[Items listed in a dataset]
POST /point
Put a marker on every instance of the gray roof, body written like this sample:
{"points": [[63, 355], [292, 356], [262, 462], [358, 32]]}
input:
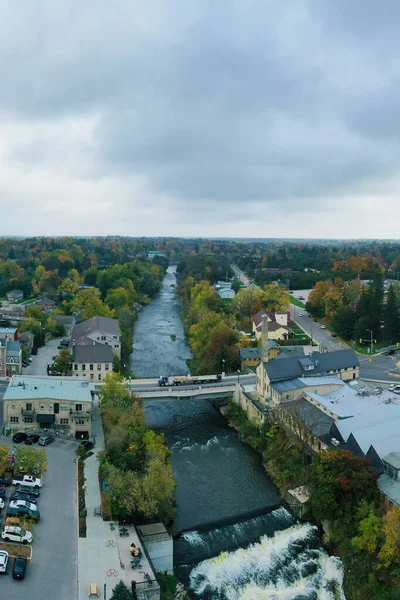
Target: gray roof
{"points": [[30, 388], [316, 420], [323, 362], [103, 324], [92, 353]]}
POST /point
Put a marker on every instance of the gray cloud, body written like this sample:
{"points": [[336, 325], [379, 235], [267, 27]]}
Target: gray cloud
{"points": [[227, 108]]}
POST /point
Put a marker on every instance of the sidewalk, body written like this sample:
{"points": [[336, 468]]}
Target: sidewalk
{"points": [[104, 556]]}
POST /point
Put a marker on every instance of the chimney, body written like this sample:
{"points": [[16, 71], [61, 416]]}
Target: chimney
{"points": [[264, 339]]}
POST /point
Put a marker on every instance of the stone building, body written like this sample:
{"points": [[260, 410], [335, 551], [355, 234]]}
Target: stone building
{"points": [[48, 404]]}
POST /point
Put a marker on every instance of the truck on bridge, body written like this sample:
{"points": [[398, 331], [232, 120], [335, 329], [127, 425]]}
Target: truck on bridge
{"points": [[188, 379]]}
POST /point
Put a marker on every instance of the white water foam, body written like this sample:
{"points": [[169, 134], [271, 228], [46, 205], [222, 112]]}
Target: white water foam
{"points": [[283, 567]]}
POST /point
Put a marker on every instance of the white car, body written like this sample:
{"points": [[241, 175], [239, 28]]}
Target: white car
{"points": [[16, 534], [3, 561], [23, 503]]}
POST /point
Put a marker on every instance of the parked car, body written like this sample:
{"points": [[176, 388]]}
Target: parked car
{"points": [[44, 440], [3, 561], [88, 445], [18, 511], [19, 437], [19, 567], [24, 496], [24, 489], [32, 439], [14, 533]]}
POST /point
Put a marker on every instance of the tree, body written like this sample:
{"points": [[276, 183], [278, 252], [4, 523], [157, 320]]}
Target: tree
{"points": [[29, 459], [121, 592], [87, 303], [63, 362]]}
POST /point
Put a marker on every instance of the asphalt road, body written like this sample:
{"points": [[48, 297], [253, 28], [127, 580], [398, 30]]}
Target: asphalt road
{"points": [[53, 570]]}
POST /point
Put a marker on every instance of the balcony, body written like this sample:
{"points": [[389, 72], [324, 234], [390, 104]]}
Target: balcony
{"points": [[28, 413]]}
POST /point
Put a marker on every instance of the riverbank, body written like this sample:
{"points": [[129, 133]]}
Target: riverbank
{"points": [[352, 536]]}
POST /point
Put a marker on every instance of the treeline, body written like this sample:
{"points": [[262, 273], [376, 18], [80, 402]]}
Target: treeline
{"points": [[345, 497], [356, 311], [135, 465]]}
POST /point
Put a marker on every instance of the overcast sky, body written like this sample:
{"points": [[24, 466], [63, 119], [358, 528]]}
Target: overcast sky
{"points": [[250, 118]]}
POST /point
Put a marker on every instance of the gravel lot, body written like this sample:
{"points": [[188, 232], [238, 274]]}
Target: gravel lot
{"points": [[53, 571]]}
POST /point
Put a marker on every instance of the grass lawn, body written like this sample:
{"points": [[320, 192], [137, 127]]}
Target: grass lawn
{"points": [[296, 302]]}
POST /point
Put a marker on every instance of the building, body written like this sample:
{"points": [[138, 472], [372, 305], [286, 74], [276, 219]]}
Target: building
{"points": [[15, 296], [102, 330], [27, 338], [279, 324], [34, 404], [93, 361], [343, 363]]}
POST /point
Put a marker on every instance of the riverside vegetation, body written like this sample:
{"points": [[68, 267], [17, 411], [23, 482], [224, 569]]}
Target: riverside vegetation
{"points": [[135, 465], [345, 497]]}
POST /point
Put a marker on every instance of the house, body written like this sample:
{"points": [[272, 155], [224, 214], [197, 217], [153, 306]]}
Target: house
{"points": [[13, 358], [92, 361], [102, 330], [35, 403], [226, 293], [279, 324], [343, 363], [8, 333], [251, 357], [15, 295], [27, 338], [46, 303]]}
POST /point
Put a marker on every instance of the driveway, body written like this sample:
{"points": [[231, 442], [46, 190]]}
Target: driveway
{"points": [[44, 357], [53, 571]]}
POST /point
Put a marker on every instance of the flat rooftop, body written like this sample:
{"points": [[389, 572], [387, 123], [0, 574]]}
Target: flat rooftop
{"points": [[32, 388]]}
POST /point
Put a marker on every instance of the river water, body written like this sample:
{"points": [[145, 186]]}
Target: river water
{"points": [[233, 540]]}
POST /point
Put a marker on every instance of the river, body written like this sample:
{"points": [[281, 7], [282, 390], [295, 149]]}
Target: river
{"points": [[233, 540]]}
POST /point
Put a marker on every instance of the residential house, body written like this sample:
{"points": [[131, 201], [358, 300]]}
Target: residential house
{"points": [[92, 361], [46, 303], [34, 403], [343, 363], [279, 324], [8, 333], [15, 295], [102, 330], [27, 338]]}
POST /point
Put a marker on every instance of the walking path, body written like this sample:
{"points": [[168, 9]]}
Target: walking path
{"points": [[104, 556]]}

### Your instructions
Produce an exact copy of each line of data, skipping embedded images.

### Written reply
POST /point
Put a marker on every instance of the gray roof, body written like this sample:
{"points": [[63, 355], [292, 356], [262, 462], [358, 32]]}
input:
Target: gray roof
{"points": [[30, 388], [316, 420], [323, 362], [103, 324], [92, 353]]}
POST /point
Put a marker on every instance of the gray cloud, body written like this sample:
{"points": [[336, 325], [379, 235], [267, 27]]}
Target: gray cloud
{"points": [[227, 108]]}
POST /point
Put a marker on every instance of the sidewalk, body written like this sample:
{"points": [[336, 468]]}
Target: sidewalk
{"points": [[104, 556]]}
POST /point
Put a marker on every instance of the chimney, body written like this sample:
{"points": [[16, 71], [61, 416]]}
Target: chimney
{"points": [[264, 339]]}
POST /point
Put a marker on every instance of the stone building, body written like this sample:
{"points": [[260, 410], [335, 551], [355, 234]]}
Target: stone building
{"points": [[48, 404]]}
POST /point
Put a marker on every instance of the truck on bridge, body written like this sample:
{"points": [[398, 331], [232, 120], [335, 329], [127, 425]]}
Target: truck on bridge
{"points": [[188, 379]]}
POST /point
Put a marker on every instance of the white water foam, body written like this sample:
{"points": [[169, 134], [271, 228], [46, 205], [222, 112]]}
Target: white water foam
{"points": [[283, 567]]}
POST /point
Put a marker on every instance of the white car, body written like this sample:
{"points": [[241, 175], [239, 28]]}
Target: white car
{"points": [[16, 534], [3, 561], [23, 503]]}
POST /point
Put a marker on every instance of the parked car, body written like this sample:
{"points": [[176, 388]]}
Target: parked car
{"points": [[44, 440], [3, 561], [88, 445], [18, 511], [19, 437], [19, 567], [24, 496], [24, 489], [32, 439], [14, 533]]}
POST /point
Put a marker on every instance of the tree, body written like this sample:
{"points": [[276, 183], [278, 252], [4, 523], [157, 320]]}
Target: tree
{"points": [[29, 459], [121, 592], [87, 303], [63, 362]]}
POST /point
Put a marker on every instance of the asphalt road, body written like this sample:
{"points": [[48, 297], [253, 28], [127, 580], [398, 30]]}
Target: asphalt road
{"points": [[53, 570]]}
POST /point
Put a marker on every instance of the balcony, body written like this sample:
{"points": [[389, 72], [324, 234], [390, 104]]}
Target: balcony
{"points": [[28, 413]]}
POST /point
Put a marker on every instance of the riverbank, body written like this sample:
{"points": [[129, 133]]}
Target: riverbank
{"points": [[352, 536]]}
POST /point
Put a marker on every instance of the treeline, body written like this sample:
{"points": [[262, 273], [376, 18], [80, 402]]}
Target: treeline
{"points": [[345, 497], [356, 311], [135, 465]]}
POST /point
Put a marker on every instance of the overcast sky, body written like this sample:
{"points": [[24, 466], [63, 119], [358, 528]]}
Target: overcast sky
{"points": [[250, 118]]}
POST /point
Put a marker on every instance of the gravel lot, body written like this sample:
{"points": [[188, 232], [238, 274]]}
Target: gravel lot
{"points": [[53, 571]]}
POST /point
Put a marker on every instance of the grass lawn, body written like this sample:
{"points": [[320, 192], [137, 127]]}
Target: grass lawn
{"points": [[296, 302]]}
POST /point
Put a marker on every instance of the building, body written like this sample:
{"points": [[138, 472], [372, 305], [286, 74], [276, 219]]}
Target: building
{"points": [[15, 296], [102, 330], [27, 338], [279, 324], [34, 404], [93, 361], [343, 363]]}
POST /point
Put a marker on every instance of the riverside vegetation, body written like this sample:
{"points": [[68, 267], [17, 411], [23, 482], [224, 569]]}
Target: riverside vegetation
{"points": [[135, 465], [345, 497]]}
POST /point
Put a marker on every instance of the house, body written like this sample:
{"points": [[272, 155], [224, 214], [197, 217], [153, 306]]}
Target: house
{"points": [[13, 358], [92, 361], [102, 330], [35, 403], [226, 293], [279, 324], [343, 363], [8, 333], [251, 357], [15, 295], [27, 338], [46, 303]]}
POST /point
Put a marker on every instance of the driveway, body written like this sample:
{"points": [[231, 442], [46, 190]]}
Target: driveway
{"points": [[44, 357], [53, 571]]}
POST /point
Put a marker on every instance of the flat rooftop, body written like this sample:
{"points": [[389, 572], [387, 123], [0, 574]]}
Target: flat rooftop
{"points": [[32, 388]]}
POST /point
Put a marker on every instance of the river water, body written like this sample:
{"points": [[145, 186]]}
Target: river water
{"points": [[233, 540]]}
POST /point
Put a marker on every instance of the river, body written like this sample:
{"points": [[281, 7], [282, 390], [295, 149]]}
Target: river
{"points": [[233, 540]]}
POST /point
Put a marker on every instance of the residential house, body written like this sample:
{"points": [[131, 201], [358, 300]]}
Target: residential house
{"points": [[92, 361], [46, 303], [34, 403], [343, 363], [279, 324], [8, 333], [15, 295], [102, 330], [27, 338]]}
POST /point
Put a marker on every instance of the walking path, body written like this sample:
{"points": [[168, 9]]}
Target: walking path
{"points": [[104, 556]]}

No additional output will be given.